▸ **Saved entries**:
============

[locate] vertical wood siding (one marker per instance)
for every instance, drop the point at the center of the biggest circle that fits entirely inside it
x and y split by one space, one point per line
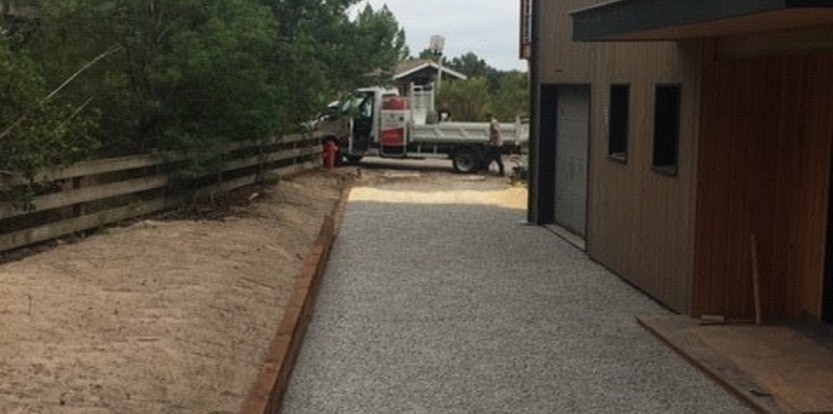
640 222
763 169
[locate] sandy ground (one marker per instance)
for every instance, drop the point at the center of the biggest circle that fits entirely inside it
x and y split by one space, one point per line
174 316
160 316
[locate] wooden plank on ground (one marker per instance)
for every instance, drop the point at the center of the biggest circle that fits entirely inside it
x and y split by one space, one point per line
676 331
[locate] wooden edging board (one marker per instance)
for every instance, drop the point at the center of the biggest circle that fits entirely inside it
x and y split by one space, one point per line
673 331
266 396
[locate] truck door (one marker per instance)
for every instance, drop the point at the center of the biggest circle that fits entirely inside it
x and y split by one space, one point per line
362 129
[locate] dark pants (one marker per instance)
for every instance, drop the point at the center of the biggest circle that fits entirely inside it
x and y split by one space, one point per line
493 154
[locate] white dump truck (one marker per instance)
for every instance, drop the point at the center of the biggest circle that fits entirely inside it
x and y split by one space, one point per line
378 121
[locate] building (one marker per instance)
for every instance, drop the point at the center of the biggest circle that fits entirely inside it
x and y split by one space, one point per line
423 73
689 145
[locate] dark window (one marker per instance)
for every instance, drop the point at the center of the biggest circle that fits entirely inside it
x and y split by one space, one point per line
666 127
617 138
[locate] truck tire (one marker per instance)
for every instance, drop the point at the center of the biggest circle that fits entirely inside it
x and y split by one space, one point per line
466 160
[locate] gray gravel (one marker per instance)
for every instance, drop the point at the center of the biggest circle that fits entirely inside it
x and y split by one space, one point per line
461 309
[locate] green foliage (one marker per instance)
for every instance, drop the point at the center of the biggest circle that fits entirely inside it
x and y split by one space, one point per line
471 65
468 100
141 76
36 132
472 99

============

▸ **Task**:
Please reproduce each entry above word for word and keep the pictures out of the copy.

▸ **Solution for this exercise**:
[locate] vertical wood siding (one marker per instance)
for every instance, drop the point at the center of the biggest circle that fits entirely inside it
x and y split by one space, one point per line
640 222
763 169
[locate] sandy ground (one marker per instance)
for every instance, drop the point at the center of the biggest circle that fits entirely inside it
x and y split by one space, one point per line
174 316
160 316
[locate] wooden plank on ground (one marker per instance)
for every instance, drop the point at the center of the biggest circle that fits entirely inside it
x and y split by one space, one point per line
676 331
[locate] wooden edging board (one marker per instance)
for every instance, drop the point at the center of the biggest circle that fits entirely inside it
x and y split by one space, one point per line
673 331
266 396
[locate] truck door (one marker per instance)
for every instance, drop the point at the center of the biggest circle that fits entirely inside it
x and y split by one space, one point per line
362 129
[locate] dark pants (one marker per instance)
for every instance, drop the point at the center of the biggest circle that fits entirely inside it
x and y split by one space, one point per line
493 154
[locate] white dump truck (one marker per instance)
for every instance, drop the point at the center of the biggest circle that fits entirely inside it
x and y split by one space, one point per line
378 121
[locate] building (one marker per instance)
for every instance, drop the point at the center of the biggest circle that fits entirely inside it
x and y split by one space, one point per line
423 73
689 145
[locate] dark window (one marker per instance)
for every instance, drop the point at the center of the biggest circle that fits entirely inside it
x and y split by one space, one point per line
666 127
617 138
[locate] truck tire (one marker per instance)
for every instance, drop the point at the center of the biggest circle that fits entirely inside it
x and y split by one space, one point per line
466 160
[locate] gray gravel (one marker per instance)
for every instance, drop the point at the center of the biggest circle that fits entirely inside it
x and y split by one space, one point per line
461 309
[locate] green foliage (one marker per instance)
for every instance, drop the point at the center of the biggest circle that fits entirely inside it
x and y split by one space, one point per line
471 65
468 100
141 76
36 132
472 99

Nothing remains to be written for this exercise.